---------- Extract to read ----------

Give the members of this creaky quintet some credit: Approximately twenty years after their weepy rendition of "Love Hurts" became a senior-prom staple, they're still capable of making music that's halfway hip. Examples on boogaloo include "Robber + the Roadie," a spunky, Blasters-esque piano stomp that contains a gratuitous Jackson Browne reference that may or may not be a dig. Equally agreeable--if you can tolerate singer Dan McCafferty's painfully constricted snarling--is "Talk Talk," a pop confection propelled by a Celtic-influenced guitar lick. On the negative side, leering compositions such as the stereotype-heavy "Cheerleader" quickly wear out their welcome, and the pro-Dixie sentiments of "God Save the South" strike an even less-savory note. This last number might please audiences weaned on the musical wisdom of Lynyrd Skynyrd, but for listeners from the hip-hop generation, it's likely to be as welcome as a Klansman at a Jesse Jackson rally.
Blue Oyster Cult
At first listen, supporters of even moderately good taste may be unable to tear themselves away from this recording--but that's only because they'll want to hear how bad it can actually get. Those who hang in for Heaven's 45-minute duration won't be disappointed. Sporting absolutely no stylistic concessions to the Nineties, the CD is rife with numbers such as "See You in Black," which uses an alternately plodding and jerky time signature to propel a seduction fantasy that is set against the disturbing backdrop of an abusive husband's funeral. Elsewhere, "Power Underneath Despair" recounts a convict's plan to snuff a rival, while "Harvest Moon" attempts to bring out the warm-and-fuzzy side of these thinking-person's potheads by way of a convoluted farm-failure narrative that even John Mellencamp might reject. The most telling element of the last effort--and of the album as a whole--are the lines "I see the days grow shorter/I feel the nights grow cold/Young people feelin' restless/Old people feelin' old." Would that the members of Blue yster Cult were playing shuffleboard rather than making records like this one.
98 Live Meltdown
Proto-Priest shrieker Rob Halford left the combo that made him famous in 1992 to form an outfit called Fight; then, last year, while promoting a disc by yet another of his bands, Two, he officially came out of the closet--a move that failed to shock anyone with a double-digit IQ. (Let's face it: He penned fewer songs about pussy than Freddie Mercury did.) His former bandmates, on the other hand, have elected to continue carrying the Judas Priest flag--and currently helping them in this mission is vocalist Tim "Ripper" Owens, who was discovered imitating Halford in a Judas Priest cover band from Akron, Ohio. It's a scenario that could have been conceived by Horatio Alger, but this one doesn't have a happy ending. Throughout this two-CD live set, Owens proves he's capable of hitting all the notes his idol did, and then some. But for every selection such as "Electric Eye," during which Owens delivers a fairly restrained performance, there are at least six wherein he oversells the material through a combination of James Hetfield-type growls and superfluous octave leaps. Although his heroics might inspire charitable listeners to credit the thirty-something singer with adding a contemporary sensibility to the Priest shtick, devotees of original thought everywhere can only shudder at the impact Owens's leap from obscurity will have on tribute acts from Toledo to Torrance. If there's a sudden explosion in the number of these groups, you'll know who to blame.

---------- Dataset ----------

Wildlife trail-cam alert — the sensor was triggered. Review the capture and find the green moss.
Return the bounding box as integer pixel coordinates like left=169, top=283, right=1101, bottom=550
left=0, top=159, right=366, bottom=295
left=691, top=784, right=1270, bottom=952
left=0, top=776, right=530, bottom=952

----------

(Directions for this task):
Write the next part of the rock album reviews, starting right after their final sentence.

(Expected output):
Great Zeppelin: A Tribute to Led Zeppelin
That the reconstituted Great White decided to serve up refried versions of material popularized by Led Zeppelin isn't what you'd call astounding; after all, Great White's resembled Zeppelin since the beginning. But at least the results of Great Zeppelin are fairly authentic. Singer Jack Russell delivers "Ramble On" and the like in a manner that sounds more like vintage Robert Plant than Plant himself does these days, and the guitar and keyboard parts are generally re-created with equal precision. But what's missing here is the passion of the original artists, to say nothing of their intelligence. When Russell mispronounces the word "reggae" during his introduction to "D'Yer Maker," it's hard to know whether to laugh or cry. I can guess how Plant, Jimmy Page and John Paul Jones would react, though.
Windows of Heaven
Here's an explanation for why concept albums have gone the way of the dodo bird. On Windows of Heaven, the Starship, whose current incarnation includes a soullessly strident singer named Diana Mangano and former Tubes member Prairie Prince, deliver no fewer than ten iterations of the same tired theme--a pre-millennial screed that makes the writings of Ted Kaczynski appear rational by comparison. Topics assailed by the obviously drug-addled musicians include the Internet, Mike Tyson and Tammy Faye Bakker--and that's just on the title cut. There are more references to pseudo-mystical sources of light on the disc than you'll hear at a Boulder metaphysical fair--and to make matters worse, even the CD's more accessible numbers are marred by a myriad of flaws, not the least of which is the monochromatic croak that passes for Paul Kantner's voice. Judging by how worked up Kantner and his crew get on this full-length, they might want to spend less time preaching and more time stocking up on small arms and Spam.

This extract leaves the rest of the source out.